### Your instructions
Can you swap every "Target" in the data below for "Item" and give all the lines back with nothing else altered?

### Material shown
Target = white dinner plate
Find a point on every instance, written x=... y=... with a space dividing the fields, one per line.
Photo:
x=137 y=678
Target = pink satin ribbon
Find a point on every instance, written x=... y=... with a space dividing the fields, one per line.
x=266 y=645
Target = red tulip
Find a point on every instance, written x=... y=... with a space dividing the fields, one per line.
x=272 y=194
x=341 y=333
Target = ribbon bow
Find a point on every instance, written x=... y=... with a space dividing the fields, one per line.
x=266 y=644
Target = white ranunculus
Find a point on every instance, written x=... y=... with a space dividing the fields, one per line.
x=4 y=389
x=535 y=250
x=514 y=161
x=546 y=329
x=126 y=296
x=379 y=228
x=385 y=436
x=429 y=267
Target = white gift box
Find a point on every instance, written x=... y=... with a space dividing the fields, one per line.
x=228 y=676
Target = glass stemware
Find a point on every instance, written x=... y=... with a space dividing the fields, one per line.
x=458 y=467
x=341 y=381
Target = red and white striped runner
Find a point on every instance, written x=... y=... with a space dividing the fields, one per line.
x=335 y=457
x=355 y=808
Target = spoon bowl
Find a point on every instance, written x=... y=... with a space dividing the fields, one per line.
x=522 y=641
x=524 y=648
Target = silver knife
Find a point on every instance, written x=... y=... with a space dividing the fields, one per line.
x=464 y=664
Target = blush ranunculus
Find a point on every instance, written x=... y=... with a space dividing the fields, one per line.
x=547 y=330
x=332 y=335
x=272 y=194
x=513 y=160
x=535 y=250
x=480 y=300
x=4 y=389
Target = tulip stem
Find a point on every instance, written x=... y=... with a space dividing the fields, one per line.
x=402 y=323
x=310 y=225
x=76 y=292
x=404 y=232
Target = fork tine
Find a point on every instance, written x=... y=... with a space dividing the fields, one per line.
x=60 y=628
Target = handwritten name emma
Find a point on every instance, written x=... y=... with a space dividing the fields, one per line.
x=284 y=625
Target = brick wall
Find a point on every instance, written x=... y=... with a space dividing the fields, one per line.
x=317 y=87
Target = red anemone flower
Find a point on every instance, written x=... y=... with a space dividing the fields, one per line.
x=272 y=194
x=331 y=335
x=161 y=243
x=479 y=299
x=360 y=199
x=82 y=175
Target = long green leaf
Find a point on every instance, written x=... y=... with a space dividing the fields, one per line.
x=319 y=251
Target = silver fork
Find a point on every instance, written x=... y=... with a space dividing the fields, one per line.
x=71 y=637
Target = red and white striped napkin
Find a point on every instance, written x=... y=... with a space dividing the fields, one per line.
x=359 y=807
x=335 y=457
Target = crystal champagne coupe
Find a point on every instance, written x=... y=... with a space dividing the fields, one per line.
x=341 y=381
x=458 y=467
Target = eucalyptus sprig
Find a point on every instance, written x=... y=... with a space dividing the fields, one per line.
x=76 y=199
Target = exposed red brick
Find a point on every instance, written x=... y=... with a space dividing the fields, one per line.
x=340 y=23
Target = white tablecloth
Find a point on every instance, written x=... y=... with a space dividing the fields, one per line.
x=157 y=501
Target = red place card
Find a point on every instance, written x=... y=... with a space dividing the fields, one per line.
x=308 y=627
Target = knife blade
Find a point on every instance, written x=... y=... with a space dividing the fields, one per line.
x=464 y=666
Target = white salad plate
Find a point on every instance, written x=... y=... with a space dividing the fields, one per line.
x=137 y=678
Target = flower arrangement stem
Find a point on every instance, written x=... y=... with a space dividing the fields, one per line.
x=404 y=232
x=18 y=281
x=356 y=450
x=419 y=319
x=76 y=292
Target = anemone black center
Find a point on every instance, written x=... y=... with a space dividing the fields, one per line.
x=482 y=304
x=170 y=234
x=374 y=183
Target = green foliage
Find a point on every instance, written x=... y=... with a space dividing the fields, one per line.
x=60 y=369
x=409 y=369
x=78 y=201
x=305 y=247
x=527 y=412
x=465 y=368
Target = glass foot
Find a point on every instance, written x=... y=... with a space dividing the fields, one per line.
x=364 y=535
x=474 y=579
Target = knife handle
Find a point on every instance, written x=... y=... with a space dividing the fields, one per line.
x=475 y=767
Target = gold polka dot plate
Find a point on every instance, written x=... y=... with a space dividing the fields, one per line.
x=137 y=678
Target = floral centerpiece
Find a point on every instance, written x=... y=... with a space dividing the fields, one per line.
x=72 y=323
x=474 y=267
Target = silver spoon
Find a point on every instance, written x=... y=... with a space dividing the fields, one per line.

### Solution to the exercise
Item = white dinner plate
Find a point on every instance, written x=... y=... with a space dividing the fields, one per line.
Photo:
x=137 y=678
Item = pink satin ribbon
Find a point on every instance, written x=... y=... with a space dividing the fields, one per line.
x=266 y=645
Item = red tulip
Find a point on every instance, written x=... y=... with a space dividing the fields, one per line.
x=272 y=194
x=341 y=333
Item = ribbon bow
Find a point on every instance, written x=... y=... with a space dividing the fields, one per line.
x=266 y=644
Item = white ranunculus
Find a point on every instance, written x=... y=... with a space dividing the fields, one per line.
x=4 y=389
x=535 y=250
x=514 y=161
x=546 y=329
x=126 y=296
x=379 y=228
x=385 y=436
x=429 y=267
Item = white gift box
Find a point on every instance, written x=... y=... with a space dividing the fields, one per line.
x=228 y=676
Item = glass stemware
Find a point on every instance, written x=... y=... with a space dividing the fields, one per line.
x=458 y=467
x=341 y=381
Item = red and white striped runner
Find a point on every instance, written x=... y=... with a space dividing the fields, one per line.
x=335 y=457
x=355 y=808
Item = spoon bowl
Find a point on every instance, written x=... y=... with a space dividing the fields, one per line.
x=522 y=641
x=524 y=648
Item = silver knife
Find a point on every instance, written x=... y=... with a space dividing the fields, one per line.
x=464 y=664
Item = blush ranunculus
Find a point on every instance, written x=... y=... with a space dividing the fields, one per line.
x=547 y=330
x=332 y=335
x=272 y=194
x=513 y=160
x=535 y=250
x=480 y=300
x=4 y=389
Item = tulip stem
Find a point on every instance, written x=... y=... with a space dividing the fields, one per line.
x=402 y=323
x=310 y=225
x=76 y=292
x=404 y=232
Item = fork tine
Find a point on every instance, written x=... y=... with a space dividing the fields, one per line.
x=60 y=628
Item = handwritten name emma
Find a point on every instance, written x=... y=... with a space dividing the fields, one per line.
x=284 y=625
Item = brick wall
Find a point on every instance, written x=... y=... with a space dividing the fields, one per line.
x=317 y=87
Item = red anemone flower
Find a point on every instance, written x=... y=... with a space dividing the fields, one per line.
x=272 y=194
x=331 y=335
x=161 y=243
x=479 y=299
x=360 y=199
x=82 y=175
Item = long green leaf
Find a point on every instance, written x=... y=... with a space dividing the fields, one per line.
x=319 y=251
Item = silver fork
Find a point on every instance, written x=... y=... with a space dividing the fields, one per line.
x=71 y=637
Item = red and white striped napkin
Find a point on every instance, written x=... y=... with a space dividing the fields, one per line.
x=359 y=807
x=335 y=457
Item = crystal champagne coupe
Find a point on every instance, written x=... y=... with a space dividing the fields, one per line.
x=341 y=381
x=458 y=467
Item = eucalyptus sprig
Find a point on every instance, written x=... y=... with a space dividing the fields, one per line.
x=76 y=199
Item = exposed red brick
Find a point on every instance, written x=... y=... with a space dividing the fields, one per line.
x=340 y=23
Item = white tablecloth
Find a point on every instance, written x=... y=... with a space dividing the fields, one per line.
x=157 y=501
Item = red place card
Find a point on every instance, written x=... y=... with a space dividing the fields, one per line.
x=308 y=627
Item = knife blade
Find a point on every instance, written x=... y=... with a space dividing the fields, one per line.
x=464 y=666
Item = white salad plate
Find a point on every instance, written x=... y=... with a space dividing the fields, one per line.
x=137 y=678
Item = flower arrangement stem
Find a point on every instance, written x=... y=... with a space dividing the fields, one per line.
x=404 y=232
x=18 y=281
x=356 y=450
x=419 y=319
x=76 y=292
Item = anemone black center
Find a point on every instance, written x=... y=... with a space dividing the fields, one per line.
x=482 y=304
x=170 y=234
x=374 y=183
Item = green foliage
Find a point on every instance, written x=... y=... with a space dividing the fields, one per line.
x=60 y=369
x=409 y=369
x=78 y=201
x=305 y=247
x=527 y=412
x=465 y=368
Item = glass foot
Find a point on every instance, written x=... y=... with a space dividing the fields, one per line.
x=364 y=535
x=474 y=579
Item = knife handle
Find a point on every instance, written x=... y=... with a space dividing the fields, one per line.
x=475 y=767
Item = gold polka dot plate
Find a point on every instance, written x=... y=... with a space dividing the fields, one per line.
x=137 y=678
Item = floral centerpiece
Find a point on every instance, written x=... y=... with a space dividing the fields, one per line.
x=72 y=323
x=474 y=267
Item = silver spoon
Find a point on every instance, written x=... y=... with a space dividing the fields, one per line.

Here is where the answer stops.